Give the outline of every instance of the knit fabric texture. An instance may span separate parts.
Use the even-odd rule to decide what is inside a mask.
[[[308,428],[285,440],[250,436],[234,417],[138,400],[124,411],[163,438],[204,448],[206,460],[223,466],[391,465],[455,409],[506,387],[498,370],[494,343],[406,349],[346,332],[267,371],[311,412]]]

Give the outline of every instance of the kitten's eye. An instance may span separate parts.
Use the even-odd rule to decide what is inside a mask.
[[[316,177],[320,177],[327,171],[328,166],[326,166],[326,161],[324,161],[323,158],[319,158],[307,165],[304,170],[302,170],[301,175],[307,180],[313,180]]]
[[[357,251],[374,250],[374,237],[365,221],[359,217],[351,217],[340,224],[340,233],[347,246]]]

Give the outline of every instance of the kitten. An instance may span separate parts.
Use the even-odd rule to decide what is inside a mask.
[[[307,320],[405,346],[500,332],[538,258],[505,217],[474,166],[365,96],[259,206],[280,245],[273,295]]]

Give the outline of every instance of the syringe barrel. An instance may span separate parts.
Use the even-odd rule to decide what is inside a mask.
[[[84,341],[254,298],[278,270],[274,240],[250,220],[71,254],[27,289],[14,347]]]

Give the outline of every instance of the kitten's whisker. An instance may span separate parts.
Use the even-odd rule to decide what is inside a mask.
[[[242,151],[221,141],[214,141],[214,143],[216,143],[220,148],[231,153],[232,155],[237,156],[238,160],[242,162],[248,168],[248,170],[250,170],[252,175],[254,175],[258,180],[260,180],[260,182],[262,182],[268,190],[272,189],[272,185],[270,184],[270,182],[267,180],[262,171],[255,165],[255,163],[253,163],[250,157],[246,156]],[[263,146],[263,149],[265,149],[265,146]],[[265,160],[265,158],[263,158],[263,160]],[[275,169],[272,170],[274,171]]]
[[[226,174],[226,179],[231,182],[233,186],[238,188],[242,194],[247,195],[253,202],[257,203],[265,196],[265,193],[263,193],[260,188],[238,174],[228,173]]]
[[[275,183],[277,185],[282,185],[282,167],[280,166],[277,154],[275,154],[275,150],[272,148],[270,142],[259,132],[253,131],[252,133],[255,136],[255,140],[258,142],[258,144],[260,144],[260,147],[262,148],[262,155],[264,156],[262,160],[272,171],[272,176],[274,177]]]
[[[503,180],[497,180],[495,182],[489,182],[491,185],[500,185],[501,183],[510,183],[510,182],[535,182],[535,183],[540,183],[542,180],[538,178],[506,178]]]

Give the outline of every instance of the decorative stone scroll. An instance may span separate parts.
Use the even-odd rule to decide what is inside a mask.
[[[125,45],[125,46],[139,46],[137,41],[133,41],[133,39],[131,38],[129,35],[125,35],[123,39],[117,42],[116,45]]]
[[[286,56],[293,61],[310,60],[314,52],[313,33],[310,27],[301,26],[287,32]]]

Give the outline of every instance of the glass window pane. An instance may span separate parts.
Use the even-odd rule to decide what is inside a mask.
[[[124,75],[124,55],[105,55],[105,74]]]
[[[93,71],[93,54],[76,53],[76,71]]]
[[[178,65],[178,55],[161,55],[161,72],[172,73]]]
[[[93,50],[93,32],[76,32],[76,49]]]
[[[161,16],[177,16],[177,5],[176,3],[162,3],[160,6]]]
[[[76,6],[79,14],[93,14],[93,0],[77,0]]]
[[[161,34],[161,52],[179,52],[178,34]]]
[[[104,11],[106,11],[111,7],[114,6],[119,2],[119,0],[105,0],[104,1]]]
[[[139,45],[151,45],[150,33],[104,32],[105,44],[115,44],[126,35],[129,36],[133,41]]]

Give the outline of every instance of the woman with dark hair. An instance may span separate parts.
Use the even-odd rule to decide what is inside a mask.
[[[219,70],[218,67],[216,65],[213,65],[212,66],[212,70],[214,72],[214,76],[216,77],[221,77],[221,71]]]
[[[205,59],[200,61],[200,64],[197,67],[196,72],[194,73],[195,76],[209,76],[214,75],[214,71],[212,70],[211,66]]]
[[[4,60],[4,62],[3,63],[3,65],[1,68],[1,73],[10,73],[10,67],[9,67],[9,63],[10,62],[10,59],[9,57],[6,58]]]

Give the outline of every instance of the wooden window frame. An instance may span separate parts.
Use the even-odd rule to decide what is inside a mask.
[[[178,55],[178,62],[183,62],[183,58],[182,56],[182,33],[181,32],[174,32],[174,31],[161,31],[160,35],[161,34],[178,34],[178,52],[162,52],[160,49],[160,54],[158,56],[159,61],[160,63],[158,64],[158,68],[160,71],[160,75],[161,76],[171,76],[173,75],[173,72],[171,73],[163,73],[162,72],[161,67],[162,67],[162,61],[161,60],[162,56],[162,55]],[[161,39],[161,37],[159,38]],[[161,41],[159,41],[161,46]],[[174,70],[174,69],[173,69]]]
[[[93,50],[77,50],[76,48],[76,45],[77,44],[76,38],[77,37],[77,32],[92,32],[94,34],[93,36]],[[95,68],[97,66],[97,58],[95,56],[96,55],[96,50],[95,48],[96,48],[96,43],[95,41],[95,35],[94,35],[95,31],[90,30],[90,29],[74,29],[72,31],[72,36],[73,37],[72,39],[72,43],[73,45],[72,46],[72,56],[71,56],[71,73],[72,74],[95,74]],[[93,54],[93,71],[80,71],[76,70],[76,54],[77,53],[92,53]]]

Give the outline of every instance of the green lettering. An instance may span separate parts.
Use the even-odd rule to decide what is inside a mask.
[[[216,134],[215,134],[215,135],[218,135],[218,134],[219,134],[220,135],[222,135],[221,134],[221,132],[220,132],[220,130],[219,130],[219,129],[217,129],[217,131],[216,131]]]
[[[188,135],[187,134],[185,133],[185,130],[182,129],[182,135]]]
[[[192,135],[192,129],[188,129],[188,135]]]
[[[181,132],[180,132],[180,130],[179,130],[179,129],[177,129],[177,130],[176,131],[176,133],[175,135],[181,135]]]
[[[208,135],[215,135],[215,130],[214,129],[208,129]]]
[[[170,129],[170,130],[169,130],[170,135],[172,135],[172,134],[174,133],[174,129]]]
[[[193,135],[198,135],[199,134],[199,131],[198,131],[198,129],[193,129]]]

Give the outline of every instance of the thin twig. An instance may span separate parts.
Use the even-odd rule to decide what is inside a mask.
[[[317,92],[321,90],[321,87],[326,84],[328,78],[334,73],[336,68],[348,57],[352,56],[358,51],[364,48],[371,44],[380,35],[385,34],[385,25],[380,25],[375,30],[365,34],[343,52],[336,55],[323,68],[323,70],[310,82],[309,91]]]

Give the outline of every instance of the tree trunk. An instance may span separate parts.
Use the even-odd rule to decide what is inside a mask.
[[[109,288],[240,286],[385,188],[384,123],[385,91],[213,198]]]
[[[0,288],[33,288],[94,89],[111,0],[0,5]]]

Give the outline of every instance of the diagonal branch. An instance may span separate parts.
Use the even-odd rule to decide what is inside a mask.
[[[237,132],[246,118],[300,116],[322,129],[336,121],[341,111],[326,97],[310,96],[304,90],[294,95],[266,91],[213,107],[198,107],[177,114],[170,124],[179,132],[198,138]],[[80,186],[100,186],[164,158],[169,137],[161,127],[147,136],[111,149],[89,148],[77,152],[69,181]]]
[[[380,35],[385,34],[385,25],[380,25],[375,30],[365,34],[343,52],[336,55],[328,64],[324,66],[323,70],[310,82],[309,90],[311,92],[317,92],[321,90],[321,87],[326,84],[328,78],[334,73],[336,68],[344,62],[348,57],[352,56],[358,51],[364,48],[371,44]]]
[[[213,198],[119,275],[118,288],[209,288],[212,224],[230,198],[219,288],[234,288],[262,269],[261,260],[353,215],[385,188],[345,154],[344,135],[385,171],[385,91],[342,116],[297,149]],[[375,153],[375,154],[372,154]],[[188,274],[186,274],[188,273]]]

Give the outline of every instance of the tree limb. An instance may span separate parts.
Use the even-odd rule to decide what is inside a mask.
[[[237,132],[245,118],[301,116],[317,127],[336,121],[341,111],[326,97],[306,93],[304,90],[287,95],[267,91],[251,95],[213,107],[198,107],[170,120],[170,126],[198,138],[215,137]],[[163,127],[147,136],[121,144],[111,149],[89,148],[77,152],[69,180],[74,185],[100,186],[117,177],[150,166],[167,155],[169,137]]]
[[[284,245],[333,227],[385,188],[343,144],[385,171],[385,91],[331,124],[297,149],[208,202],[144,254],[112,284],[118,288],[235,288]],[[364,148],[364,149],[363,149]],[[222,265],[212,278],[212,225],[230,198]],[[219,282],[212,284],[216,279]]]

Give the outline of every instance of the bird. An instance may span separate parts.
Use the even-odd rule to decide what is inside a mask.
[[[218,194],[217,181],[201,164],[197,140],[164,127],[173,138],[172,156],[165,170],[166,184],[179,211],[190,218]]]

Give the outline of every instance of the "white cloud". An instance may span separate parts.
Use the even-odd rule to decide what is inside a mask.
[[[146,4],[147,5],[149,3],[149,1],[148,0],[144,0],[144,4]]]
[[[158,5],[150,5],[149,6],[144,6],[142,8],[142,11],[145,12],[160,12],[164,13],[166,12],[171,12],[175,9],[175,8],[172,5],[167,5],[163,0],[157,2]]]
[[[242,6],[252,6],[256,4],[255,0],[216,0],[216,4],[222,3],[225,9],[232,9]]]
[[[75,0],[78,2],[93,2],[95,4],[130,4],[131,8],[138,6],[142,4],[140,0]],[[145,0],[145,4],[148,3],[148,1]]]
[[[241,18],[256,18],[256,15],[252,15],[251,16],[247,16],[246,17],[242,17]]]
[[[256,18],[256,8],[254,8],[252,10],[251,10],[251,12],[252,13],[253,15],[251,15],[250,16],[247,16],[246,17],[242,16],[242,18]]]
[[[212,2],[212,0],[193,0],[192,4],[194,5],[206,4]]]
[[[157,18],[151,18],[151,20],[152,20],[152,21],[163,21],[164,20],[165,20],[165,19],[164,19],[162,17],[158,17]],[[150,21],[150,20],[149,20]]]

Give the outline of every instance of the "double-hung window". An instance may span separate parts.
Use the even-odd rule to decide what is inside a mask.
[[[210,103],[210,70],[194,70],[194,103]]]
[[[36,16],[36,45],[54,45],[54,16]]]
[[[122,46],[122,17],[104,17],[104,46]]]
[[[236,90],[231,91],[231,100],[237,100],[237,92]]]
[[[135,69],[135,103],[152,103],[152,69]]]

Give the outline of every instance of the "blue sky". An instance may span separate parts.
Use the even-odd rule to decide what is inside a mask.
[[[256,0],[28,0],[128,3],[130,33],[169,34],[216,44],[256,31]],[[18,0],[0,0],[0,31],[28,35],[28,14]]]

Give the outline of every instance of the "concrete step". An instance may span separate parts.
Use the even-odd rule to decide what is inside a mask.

• • •

Exercise aim => Please recast the rows starting at the line containing "Give the outline of every instance of the thin" and ending at the line containing "[[[0,288],[33,288],[94,89],[111,0],[0,5]]]" as a two-column CSV with the columns instruction and outline. Give one line per row, with its text under instruction and its answer under outline, each in a single quoted field with line breaks replaced by spaces.

Reply to the exercise =>
instruction,outline
"Give the outline of every instance of the thin twig. An instance may span separate parts. Use the even-odd rule to decide what is inside a mask.","[[[317,92],[321,90],[321,87],[326,84],[328,78],[334,73],[336,68],[348,57],[352,56],[358,51],[364,48],[371,44],[380,35],[385,34],[385,25],[380,25],[375,30],[365,34],[343,52],[336,55],[323,68],[323,70],[310,82],[309,91]]]"
"Give the outline of every instance of the tree trunk. An instance may span separate parts. Use the even-odd rule to decide what is inside a mask.","[[[109,288],[240,286],[385,188],[384,123],[385,91],[213,198]]] [[[0,288],[33,288],[94,89],[111,0],[0,5]]]"